(Saved entries)
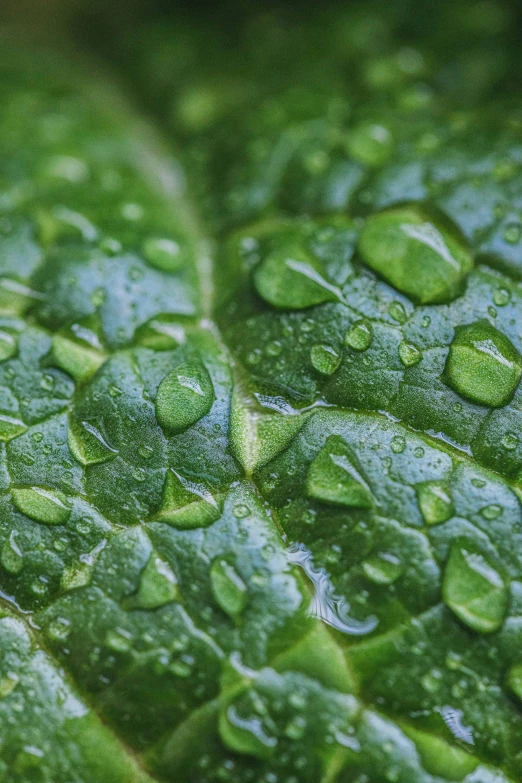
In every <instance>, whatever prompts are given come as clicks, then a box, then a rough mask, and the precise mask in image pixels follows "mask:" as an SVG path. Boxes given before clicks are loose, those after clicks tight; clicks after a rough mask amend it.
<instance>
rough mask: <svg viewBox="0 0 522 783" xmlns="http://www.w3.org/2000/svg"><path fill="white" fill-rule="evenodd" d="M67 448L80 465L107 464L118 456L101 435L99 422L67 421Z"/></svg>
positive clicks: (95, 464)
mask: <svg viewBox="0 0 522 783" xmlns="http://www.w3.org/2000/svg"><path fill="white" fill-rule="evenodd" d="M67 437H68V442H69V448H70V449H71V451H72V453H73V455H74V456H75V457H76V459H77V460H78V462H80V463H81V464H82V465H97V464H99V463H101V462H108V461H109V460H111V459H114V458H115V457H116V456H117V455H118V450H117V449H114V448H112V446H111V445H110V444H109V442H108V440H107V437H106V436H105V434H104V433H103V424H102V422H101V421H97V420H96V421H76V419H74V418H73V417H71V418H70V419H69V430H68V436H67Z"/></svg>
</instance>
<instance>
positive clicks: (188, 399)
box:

...

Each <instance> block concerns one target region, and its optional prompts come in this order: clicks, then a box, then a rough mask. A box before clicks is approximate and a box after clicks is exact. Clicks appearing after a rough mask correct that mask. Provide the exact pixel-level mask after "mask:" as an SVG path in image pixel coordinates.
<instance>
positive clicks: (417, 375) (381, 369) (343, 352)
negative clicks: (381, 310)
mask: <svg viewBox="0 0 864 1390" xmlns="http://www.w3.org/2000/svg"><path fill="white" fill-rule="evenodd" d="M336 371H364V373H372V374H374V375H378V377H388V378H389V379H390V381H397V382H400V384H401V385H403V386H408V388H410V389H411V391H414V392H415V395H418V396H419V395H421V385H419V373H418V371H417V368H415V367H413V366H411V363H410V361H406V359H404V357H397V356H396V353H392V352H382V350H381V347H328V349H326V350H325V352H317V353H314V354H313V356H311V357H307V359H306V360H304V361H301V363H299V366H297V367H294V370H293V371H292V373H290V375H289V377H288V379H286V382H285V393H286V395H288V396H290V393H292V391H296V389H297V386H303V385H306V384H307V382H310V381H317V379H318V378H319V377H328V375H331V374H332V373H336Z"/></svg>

==

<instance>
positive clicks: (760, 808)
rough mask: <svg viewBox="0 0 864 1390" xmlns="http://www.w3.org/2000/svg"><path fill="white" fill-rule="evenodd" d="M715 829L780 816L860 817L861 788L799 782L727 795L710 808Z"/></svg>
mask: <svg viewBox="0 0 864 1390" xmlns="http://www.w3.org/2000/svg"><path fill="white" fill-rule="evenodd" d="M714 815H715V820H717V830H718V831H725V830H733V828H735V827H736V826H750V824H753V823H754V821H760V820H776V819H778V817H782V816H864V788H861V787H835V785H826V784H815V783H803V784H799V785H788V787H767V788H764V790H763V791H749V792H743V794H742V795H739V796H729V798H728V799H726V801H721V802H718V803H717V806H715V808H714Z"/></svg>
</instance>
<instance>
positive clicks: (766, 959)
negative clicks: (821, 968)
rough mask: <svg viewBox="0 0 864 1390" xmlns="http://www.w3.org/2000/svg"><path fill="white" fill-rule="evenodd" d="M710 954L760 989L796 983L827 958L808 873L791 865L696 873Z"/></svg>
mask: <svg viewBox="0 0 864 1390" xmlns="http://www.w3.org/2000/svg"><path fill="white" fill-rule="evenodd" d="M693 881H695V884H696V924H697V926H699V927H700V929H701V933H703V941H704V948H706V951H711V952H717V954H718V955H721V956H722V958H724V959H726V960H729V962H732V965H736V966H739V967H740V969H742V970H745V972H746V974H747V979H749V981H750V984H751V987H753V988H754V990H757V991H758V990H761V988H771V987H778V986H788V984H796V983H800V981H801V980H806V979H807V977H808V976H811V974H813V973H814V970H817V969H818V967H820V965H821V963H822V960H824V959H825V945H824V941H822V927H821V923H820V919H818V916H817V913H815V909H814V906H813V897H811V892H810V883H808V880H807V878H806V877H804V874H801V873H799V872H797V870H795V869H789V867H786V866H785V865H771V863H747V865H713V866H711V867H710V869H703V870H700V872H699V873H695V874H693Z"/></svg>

**WORK REQUEST:** Which lines in the data above hold the string "then"? Show each one.

**SOLUTION FOR THIS PROBLEM:**
In every <instance>, whatever prompts are given come as clicks, then a box, then a rough mask, and the precise mask in image pixels follows "mask:" as an SVG path. Boxes given before clicks are loose, those after clicks tight; clicks after a rough mask amend it.
Each <instance> block concerns one target region, and its optional prompts come in this order: clicks, then a box, then a rough mask. A box before clicks is approximate and a box after clicks is exact. Clicks appearing after a rough mask correct that mask. Provide the exact pixel-level mask after "mask:" as an SVG path in image pixel coordinates.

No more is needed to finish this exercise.